## INPUT MATERIAL
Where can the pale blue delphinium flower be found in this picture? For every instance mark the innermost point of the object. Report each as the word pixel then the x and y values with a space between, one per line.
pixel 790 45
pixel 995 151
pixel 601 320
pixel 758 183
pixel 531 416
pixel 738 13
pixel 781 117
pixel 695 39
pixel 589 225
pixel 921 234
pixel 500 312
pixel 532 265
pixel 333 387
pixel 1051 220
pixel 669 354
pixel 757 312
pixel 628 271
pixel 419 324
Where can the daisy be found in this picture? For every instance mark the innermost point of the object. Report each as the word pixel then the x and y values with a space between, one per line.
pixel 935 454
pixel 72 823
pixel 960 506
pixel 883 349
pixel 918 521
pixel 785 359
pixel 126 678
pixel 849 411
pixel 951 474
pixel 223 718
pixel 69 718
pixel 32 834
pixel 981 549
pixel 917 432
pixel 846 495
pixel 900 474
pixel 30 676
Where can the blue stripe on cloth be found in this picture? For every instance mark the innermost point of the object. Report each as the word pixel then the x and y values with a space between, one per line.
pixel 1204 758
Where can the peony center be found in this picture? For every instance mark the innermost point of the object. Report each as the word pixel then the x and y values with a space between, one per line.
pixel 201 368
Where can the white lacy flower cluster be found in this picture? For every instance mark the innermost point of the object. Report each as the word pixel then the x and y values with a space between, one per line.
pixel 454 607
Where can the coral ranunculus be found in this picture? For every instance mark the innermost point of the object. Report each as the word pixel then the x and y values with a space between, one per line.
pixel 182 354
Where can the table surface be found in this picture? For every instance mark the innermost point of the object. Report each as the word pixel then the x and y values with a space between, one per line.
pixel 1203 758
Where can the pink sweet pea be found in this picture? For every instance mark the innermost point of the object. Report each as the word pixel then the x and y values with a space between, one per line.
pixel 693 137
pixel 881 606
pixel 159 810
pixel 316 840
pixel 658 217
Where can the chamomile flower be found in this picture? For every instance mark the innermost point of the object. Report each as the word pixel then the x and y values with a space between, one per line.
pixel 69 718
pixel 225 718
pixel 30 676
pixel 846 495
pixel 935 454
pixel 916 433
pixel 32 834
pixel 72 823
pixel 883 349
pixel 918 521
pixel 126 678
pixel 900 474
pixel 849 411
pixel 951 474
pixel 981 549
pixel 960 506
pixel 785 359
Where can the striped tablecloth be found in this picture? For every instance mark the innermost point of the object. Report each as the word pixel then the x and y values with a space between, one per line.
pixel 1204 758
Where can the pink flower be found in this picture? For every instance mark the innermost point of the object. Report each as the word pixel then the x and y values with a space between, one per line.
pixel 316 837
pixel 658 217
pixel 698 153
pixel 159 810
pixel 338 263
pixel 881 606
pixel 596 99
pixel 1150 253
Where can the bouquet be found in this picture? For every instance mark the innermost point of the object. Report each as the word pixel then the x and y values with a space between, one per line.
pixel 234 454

* * *

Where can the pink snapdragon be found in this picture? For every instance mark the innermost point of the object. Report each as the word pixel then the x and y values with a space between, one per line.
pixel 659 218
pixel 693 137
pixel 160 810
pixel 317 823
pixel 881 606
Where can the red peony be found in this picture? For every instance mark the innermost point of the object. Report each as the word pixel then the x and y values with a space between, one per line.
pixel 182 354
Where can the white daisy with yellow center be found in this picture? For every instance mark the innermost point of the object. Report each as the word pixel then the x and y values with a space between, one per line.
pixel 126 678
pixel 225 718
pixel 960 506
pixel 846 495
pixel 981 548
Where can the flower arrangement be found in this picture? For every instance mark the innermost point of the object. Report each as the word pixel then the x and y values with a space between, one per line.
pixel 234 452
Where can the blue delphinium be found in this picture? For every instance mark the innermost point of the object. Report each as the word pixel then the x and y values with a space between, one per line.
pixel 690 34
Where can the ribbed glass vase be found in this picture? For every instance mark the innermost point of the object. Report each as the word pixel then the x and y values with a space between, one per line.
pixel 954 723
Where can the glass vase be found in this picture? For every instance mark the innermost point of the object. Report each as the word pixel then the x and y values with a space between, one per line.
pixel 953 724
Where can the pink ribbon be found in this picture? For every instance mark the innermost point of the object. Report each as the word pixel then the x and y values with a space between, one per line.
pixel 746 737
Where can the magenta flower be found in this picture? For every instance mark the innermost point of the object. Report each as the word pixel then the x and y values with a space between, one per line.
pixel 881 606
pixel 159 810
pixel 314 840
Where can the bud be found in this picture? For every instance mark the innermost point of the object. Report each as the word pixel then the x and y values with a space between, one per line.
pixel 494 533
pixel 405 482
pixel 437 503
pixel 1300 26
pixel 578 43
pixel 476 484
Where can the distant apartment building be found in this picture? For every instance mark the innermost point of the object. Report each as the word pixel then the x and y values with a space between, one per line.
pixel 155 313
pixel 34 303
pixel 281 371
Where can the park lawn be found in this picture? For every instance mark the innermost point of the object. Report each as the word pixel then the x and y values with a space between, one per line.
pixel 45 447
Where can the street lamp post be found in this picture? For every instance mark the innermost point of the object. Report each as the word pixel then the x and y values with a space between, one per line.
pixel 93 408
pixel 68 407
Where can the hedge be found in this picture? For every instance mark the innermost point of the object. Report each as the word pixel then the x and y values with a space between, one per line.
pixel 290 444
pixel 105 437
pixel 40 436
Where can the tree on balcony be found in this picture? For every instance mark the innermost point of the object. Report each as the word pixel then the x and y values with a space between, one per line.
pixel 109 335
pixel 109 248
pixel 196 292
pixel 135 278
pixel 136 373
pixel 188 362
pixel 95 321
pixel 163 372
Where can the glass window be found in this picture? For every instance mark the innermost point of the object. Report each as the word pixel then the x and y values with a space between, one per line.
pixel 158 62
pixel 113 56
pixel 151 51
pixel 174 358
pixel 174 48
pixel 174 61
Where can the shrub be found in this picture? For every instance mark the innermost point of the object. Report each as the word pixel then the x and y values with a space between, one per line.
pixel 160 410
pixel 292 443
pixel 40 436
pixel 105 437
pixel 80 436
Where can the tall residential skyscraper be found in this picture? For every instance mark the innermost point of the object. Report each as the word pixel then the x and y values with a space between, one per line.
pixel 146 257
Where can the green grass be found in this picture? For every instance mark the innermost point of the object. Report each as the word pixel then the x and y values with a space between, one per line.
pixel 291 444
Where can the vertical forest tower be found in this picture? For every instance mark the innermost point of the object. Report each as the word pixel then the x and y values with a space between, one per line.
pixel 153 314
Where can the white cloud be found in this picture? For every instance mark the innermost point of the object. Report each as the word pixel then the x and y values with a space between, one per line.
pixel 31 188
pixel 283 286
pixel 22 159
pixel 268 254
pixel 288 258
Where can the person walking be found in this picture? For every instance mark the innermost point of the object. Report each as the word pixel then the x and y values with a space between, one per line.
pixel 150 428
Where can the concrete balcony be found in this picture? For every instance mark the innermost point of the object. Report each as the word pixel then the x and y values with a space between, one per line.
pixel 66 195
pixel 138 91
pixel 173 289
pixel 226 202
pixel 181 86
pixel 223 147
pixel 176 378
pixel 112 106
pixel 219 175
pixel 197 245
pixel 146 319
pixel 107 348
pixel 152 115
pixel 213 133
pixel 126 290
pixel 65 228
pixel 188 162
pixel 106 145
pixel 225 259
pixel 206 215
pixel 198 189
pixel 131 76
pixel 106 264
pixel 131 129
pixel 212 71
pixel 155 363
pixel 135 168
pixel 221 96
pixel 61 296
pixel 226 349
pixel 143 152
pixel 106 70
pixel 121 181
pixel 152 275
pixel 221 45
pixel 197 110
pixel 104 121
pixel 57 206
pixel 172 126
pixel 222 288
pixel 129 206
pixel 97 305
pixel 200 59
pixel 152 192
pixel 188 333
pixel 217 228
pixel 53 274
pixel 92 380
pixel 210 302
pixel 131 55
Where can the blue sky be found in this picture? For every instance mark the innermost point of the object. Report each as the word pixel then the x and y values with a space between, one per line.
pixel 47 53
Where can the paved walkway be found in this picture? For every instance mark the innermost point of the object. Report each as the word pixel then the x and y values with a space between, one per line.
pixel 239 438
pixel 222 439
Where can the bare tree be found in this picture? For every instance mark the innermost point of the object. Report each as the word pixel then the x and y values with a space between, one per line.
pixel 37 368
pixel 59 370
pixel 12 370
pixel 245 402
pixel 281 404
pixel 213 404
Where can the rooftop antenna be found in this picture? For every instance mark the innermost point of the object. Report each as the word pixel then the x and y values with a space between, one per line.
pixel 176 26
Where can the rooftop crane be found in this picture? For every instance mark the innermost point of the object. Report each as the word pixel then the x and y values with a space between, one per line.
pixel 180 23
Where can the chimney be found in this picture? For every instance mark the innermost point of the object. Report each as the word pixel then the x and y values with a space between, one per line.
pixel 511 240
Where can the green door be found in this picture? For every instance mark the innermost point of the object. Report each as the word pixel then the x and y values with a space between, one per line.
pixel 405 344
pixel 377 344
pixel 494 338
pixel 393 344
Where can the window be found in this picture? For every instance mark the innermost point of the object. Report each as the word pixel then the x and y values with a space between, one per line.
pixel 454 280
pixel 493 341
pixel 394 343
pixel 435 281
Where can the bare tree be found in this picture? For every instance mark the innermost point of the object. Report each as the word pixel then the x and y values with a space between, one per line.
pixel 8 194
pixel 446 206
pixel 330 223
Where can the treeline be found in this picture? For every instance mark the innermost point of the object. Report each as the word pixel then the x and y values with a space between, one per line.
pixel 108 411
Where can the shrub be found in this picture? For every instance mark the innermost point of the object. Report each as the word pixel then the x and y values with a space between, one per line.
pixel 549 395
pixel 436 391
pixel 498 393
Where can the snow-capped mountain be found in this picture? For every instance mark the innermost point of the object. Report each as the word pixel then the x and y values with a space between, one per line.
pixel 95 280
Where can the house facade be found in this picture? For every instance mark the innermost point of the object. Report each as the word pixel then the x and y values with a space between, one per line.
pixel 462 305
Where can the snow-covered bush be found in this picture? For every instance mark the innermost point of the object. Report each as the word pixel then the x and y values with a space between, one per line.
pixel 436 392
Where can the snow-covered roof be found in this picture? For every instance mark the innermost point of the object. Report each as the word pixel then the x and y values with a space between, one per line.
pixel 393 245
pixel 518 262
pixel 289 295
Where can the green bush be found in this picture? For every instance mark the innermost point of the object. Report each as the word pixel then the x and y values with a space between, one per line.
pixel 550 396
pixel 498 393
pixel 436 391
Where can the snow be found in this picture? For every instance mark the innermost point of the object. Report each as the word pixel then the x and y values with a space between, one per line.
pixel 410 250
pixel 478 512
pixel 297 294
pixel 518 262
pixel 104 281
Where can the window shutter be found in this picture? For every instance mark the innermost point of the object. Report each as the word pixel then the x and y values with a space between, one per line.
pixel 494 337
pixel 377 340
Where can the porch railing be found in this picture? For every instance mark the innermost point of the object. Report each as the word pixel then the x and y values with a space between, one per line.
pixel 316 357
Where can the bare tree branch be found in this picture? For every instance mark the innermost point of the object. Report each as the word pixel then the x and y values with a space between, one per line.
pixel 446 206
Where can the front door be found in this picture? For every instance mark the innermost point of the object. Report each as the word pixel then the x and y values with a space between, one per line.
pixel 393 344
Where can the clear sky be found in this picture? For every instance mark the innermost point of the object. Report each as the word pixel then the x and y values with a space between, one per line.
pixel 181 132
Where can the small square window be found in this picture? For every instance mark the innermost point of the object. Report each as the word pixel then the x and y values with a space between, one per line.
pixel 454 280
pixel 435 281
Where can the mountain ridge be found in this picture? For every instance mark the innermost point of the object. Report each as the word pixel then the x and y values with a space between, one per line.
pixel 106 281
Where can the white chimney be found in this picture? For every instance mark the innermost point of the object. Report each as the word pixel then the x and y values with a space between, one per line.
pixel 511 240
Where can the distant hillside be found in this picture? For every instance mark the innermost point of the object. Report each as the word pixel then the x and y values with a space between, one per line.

...

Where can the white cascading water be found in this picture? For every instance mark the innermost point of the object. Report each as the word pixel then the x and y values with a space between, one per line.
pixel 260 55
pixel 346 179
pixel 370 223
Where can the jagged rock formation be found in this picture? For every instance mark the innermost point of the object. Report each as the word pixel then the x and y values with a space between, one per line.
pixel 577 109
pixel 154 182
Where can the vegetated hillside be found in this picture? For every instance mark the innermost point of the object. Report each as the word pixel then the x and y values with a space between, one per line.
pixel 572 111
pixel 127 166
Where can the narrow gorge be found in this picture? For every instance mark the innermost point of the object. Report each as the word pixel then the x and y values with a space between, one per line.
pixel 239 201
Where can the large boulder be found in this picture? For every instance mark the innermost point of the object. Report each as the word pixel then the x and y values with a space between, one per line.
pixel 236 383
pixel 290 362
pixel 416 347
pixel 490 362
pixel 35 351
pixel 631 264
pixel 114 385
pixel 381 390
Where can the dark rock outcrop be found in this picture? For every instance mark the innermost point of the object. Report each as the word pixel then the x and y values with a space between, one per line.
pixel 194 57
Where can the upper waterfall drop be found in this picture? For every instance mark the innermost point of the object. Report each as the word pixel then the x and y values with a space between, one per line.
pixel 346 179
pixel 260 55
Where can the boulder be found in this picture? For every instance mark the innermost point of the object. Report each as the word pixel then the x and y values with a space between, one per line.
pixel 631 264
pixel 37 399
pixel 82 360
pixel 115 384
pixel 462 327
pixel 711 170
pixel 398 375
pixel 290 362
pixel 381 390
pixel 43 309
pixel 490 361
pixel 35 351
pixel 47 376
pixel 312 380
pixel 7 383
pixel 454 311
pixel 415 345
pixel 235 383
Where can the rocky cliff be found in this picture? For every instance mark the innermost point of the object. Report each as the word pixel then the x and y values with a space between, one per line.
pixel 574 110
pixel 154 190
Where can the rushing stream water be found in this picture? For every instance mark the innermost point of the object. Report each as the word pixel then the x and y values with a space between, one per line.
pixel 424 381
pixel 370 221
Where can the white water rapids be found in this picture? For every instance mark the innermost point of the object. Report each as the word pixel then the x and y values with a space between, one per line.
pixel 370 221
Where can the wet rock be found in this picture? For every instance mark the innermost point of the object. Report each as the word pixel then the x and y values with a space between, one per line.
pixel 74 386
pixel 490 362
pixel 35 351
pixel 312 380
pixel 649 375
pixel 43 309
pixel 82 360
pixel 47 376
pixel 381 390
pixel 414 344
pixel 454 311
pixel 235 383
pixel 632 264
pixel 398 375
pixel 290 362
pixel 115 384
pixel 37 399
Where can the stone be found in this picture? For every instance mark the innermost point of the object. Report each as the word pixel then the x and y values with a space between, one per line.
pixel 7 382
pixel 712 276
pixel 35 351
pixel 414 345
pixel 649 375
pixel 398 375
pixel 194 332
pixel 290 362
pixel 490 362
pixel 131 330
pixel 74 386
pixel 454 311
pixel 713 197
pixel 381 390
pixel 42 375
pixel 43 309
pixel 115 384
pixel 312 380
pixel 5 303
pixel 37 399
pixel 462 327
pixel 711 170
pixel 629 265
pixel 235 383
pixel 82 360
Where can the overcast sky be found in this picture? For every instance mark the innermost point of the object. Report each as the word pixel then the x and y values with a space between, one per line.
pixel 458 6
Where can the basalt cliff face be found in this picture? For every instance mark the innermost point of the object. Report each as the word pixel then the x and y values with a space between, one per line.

## TASK INSTRUCTIONS
Everything from the line containing "Where can the white chimney" through the line containing "Where can the distant hillside" in the material above should be retyped exactly, both ends included, and nothing more.

## PROBLEM SOLUTION
Where can the white chimney be found in this picture? For every instance mark the innermost point of the object. Report each as the word pixel then the x and y values with a space between, one per line.
pixel 511 240
Where can the distant hillside be found in this picture? For every instance mark the innermost point of the object. Report each as the word pixel then the x and y values with a space between, one per line.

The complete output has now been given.